• _Set problem A_: Copy the TV discussion below word for word, from start to finish.

• _Excerpt to read_:
-- BEGIN --

Great that you mentioned him-I like those too, marye! Do you read the books too? Lynley and Barbara are quite different in the books than on screen, but still like the films quite alot. Is one series where we are not horribly behind you in the States.
I have also been enjoying Boston Legal-cracks me up. There is a German version (actors, etc. not a dubbed U.S. series) of The Office that is really funny. Have to admit that my fave lately is Gilmore Girls, and am waiting impatiently for the last season to start here.Top of my list though, of all time I think, was Northern Exposure.
William Shatner, a true force of nature. I'm not sure what KIND of force of nature, but... DENNY ÇRAIN!
I'm very behind on the Glimore Girls because you need cable here to get the station they're on, and I can't bring myself to spend the money because when I did have cable I still couldn't find anything to watch.
As for the Inspector, yeah, the books and the TV are very different; the author actually had something on her Web site about it at some point. I get the sense that the BBC made her the offer she couldn't refuse, or something, to do their own version.

-- END --

• _Task material_:
-- BEGIN --

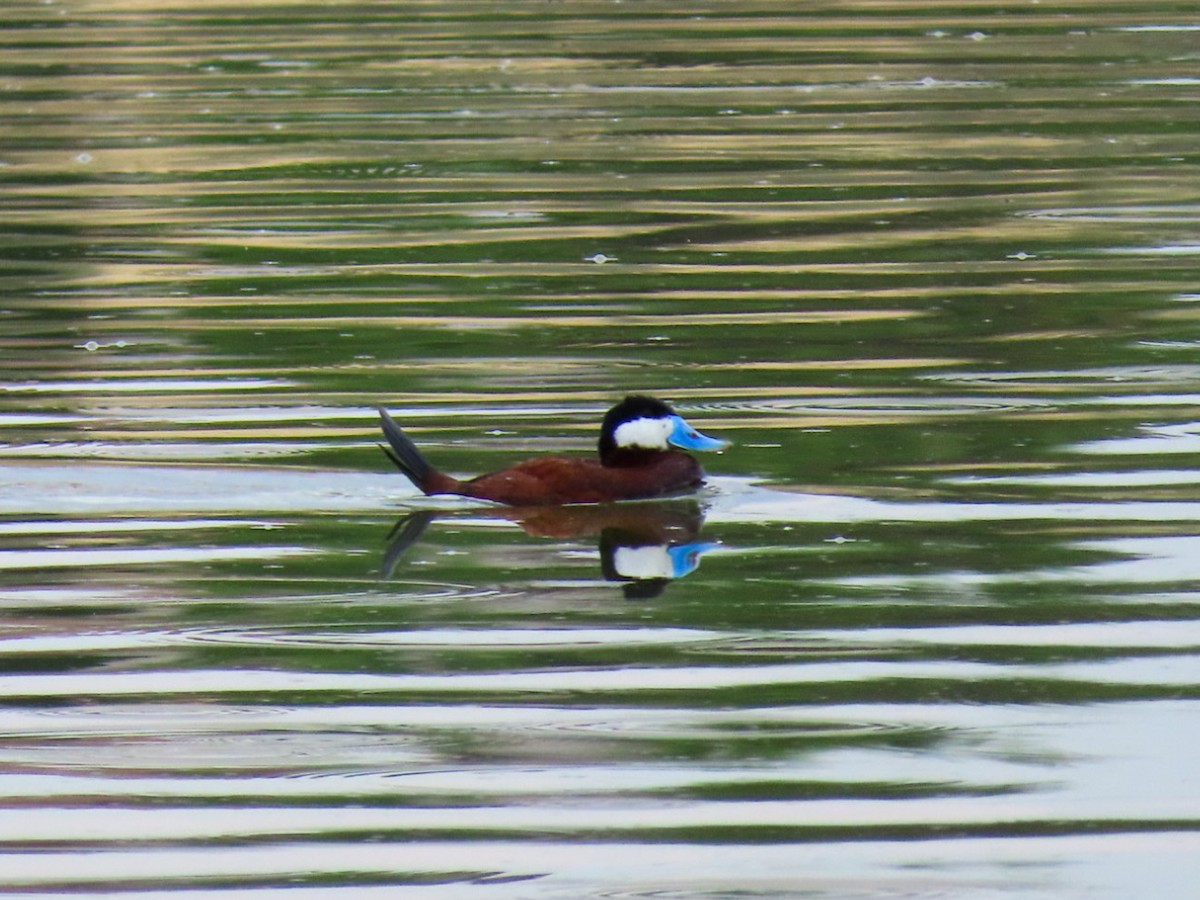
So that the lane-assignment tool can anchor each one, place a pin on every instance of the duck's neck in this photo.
(629, 456)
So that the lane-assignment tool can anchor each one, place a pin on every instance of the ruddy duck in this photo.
(636, 461)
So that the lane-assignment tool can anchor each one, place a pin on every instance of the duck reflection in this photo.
(646, 545)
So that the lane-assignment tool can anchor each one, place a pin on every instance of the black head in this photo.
(641, 425)
(630, 409)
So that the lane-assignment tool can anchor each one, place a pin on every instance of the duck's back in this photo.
(558, 479)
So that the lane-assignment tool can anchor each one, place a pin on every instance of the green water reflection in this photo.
(933, 269)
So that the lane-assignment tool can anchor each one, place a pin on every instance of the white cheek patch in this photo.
(641, 563)
(646, 433)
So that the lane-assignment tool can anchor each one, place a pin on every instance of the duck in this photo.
(641, 455)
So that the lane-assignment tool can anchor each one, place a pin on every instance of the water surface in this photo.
(930, 629)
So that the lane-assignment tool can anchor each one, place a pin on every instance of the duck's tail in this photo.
(411, 461)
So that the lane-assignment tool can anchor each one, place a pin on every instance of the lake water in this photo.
(934, 625)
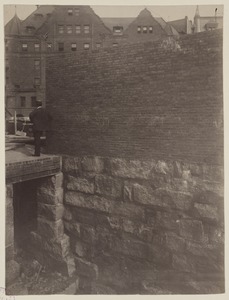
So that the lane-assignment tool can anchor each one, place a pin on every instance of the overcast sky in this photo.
(169, 13)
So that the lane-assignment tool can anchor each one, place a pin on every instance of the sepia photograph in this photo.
(114, 149)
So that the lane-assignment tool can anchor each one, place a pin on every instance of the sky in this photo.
(168, 13)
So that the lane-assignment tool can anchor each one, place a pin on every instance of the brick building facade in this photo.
(51, 29)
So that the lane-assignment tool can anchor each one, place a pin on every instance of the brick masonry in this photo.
(140, 129)
(161, 99)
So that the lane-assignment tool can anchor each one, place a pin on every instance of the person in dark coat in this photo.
(41, 120)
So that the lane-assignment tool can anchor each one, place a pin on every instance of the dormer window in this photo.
(118, 30)
(70, 11)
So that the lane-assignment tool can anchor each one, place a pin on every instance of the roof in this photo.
(13, 27)
(111, 22)
(38, 17)
(180, 25)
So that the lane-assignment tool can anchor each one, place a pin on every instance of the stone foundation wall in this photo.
(146, 227)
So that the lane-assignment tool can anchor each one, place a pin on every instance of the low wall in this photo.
(145, 227)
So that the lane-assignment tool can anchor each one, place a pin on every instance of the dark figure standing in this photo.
(41, 120)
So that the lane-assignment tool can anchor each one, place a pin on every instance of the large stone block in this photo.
(86, 201)
(131, 168)
(53, 182)
(72, 228)
(148, 196)
(71, 164)
(47, 196)
(191, 229)
(86, 268)
(50, 229)
(108, 186)
(58, 247)
(175, 243)
(80, 184)
(93, 164)
(130, 247)
(50, 212)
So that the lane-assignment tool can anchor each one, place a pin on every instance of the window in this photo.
(33, 101)
(22, 101)
(49, 46)
(60, 46)
(86, 29)
(37, 47)
(86, 46)
(61, 29)
(70, 11)
(69, 29)
(37, 81)
(78, 29)
(73, 47)
(37, 64)
(144, 29)
(24, 47)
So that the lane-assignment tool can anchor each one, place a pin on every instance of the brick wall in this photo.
(161, 99)
(140, 130)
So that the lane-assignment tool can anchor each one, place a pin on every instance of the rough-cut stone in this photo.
(92, 164)
(50, 212)
(73, 228)
(163, 167)
(80, 184)
(53, 182)
(207, 197)
(128, 191)
(91, 202)
(86, 268)
(191, 229)
(9, 191)
(159, 255)
(47, 196)
(9, 234)
(206, 211)
(131, 168)
(175, 243)
(130, 247)
(67, 214)
(108, 186)
(12, 271)
(181, 263)
(71, 164)
(50, 229)
(59, 248)
(9, 250)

-- END --

• _Set problem B_: Format the lines of the listing from the one containing "roof in this photo." through the last line of the listing, both included, as a Markdown table with columns Row and Line, omitting blank lines.

• _Exercise answer A_:
Great that you mentioned him-I like those too, marye! Do you read the books too? Lynley and Barbara are quite different in the books than on screen, but still like the films quite alot. Is one series where we are not horribly behind you in the States.
I have also been enjoying Boston Legal-cracks me up. There is a German version (actors, etc. not a dubbed U.S. series) of The Office that is really funny. Have to admit that my fave lately is Gilmore Girls, and am waiting impatiently for the last season to start here.Top of my list though, of all time I think, was Northern Exposure.
William Shatner, a true force of nature. I'm not sure what KIND of force of nature, but... DENNY ÇRAIN!
I'm very behind on the Glimore Girls because you need cable here to get the station they're on, and I can't bring myself to spend the money because when I did have cable I still couldn't find anything to watch.
As for the Inspector, yeah, the books and the TV are very different; the author actually had something on her Web site about it at some point. I get the sense that the BBC made her the offer she couldn't refuse, or something, to do their own version.

• _Exercise answer B_:
| Row | Line |
|---|---|
| 1 | So that the lane-assignment tool can anchor each one, place a pin on every instance of the roof in this photo. |
| 2 | (13, 27) |
| 3 | (111, 22) |
| 4 | (38, 17) |
| 5 | (180, 25) |
| 6 | So that the lane-assignment tool can anchor each one, place a pin on every instance of the stone foundation wall in this photo. |
| 7 | (146, 227) |
| 8 | So that the lane-assignment tool can anchor each one, place a pin on every instance of the low wall in this photo. |
| 9 | (145, 227) |
| 10 | So that the lane-assignment tool can anchor each one, place a pin on every instance of the dark figure standing in this photo. |
| 11 | (41, 120) |
| 12 | So that the lane-assignment tool can anchor each one, place a pin on every instance of the large stone block in this photo. |
| 13 | (86, 201) |
| 14 | (131, 168) |
| 15 | (53, 182) |
| 16 | (72, 228) |
| 17 | (148, 196) |
| 18 | (71, 164) |
| 19 | (47, 196) |
| 20 | (191, 229) |
| 21 | (86, 268) |
| 22 | (50, 229) |
| 23 | (108, 186) |
| 24 | (58, 247) |
| 25 | (175, 243) |
| 26 | (80, 184) |
| 27 | (93, 164) |
| 28 | (130, 247) |
| 29 | (50, 212) |
| 30 | So that the lane-assignment tool can anchor each one, place a pin on every instance of the window in this photo. |
| 31 | (33, 101) |
| 32 | (22, 101) |
| 33 | (49, 46) |
| 34 | (60, 46) |
| 35 | (86, 29) |
| 36 | (37, 47) |
| 37 | (86, 46) |
| 38 | (61, 29) |
| 39 | (70, 11) |
| 40 | (69, 29) |
| 41 | (37, 81) |
| 42 | (78, 29) |
| 43 | (73, 47) |
| 44 | (37, 64) |
| 45 | (144, 29) |
| 46 | (24, 47) |
| 47 | So that the lane-assignment tool can anchor each one, place a pin on every instance of the brick wall in this photo. |
| 48 | (161, 99) |
| 49 | (140, 130) |
| 50 | So that the lane-assignment tool can anchor each one, place a pin on every instance of the rough-cut stone in this photo. |
| 51 | (92, 164) |
| 52 | (50, 212) |
| 53 | (73, 228) |
| 54 | (163, 167) |
| 55 | (80, 184) |
| 56 | (53, 182) |
| 57 | (207, 197) |
| 58 | (128, 191) |
| 59 | (91, 202) |
| 60 | (86, 268) |
| 61 | (191, 229) |
| 62 | (9, 191) |
| 63 | (159, 255) |
| 64 | (47, 196) |
| 65 | (9, 234) |
| 66 | (206, 211) |
| 67 | (131, 168) |
| 68 | (175, 243) |
| 69 | (130, 247) |
| 70 | (67, 214) |
| 71 | (108, 186) |
| 72 | (12, 271) |
| 73 | (181, 263) |
| 74 | (71, 164) |
| 75 | (50, 229) |
| 76 | (59, 248) |
| 77 | (9, 250) |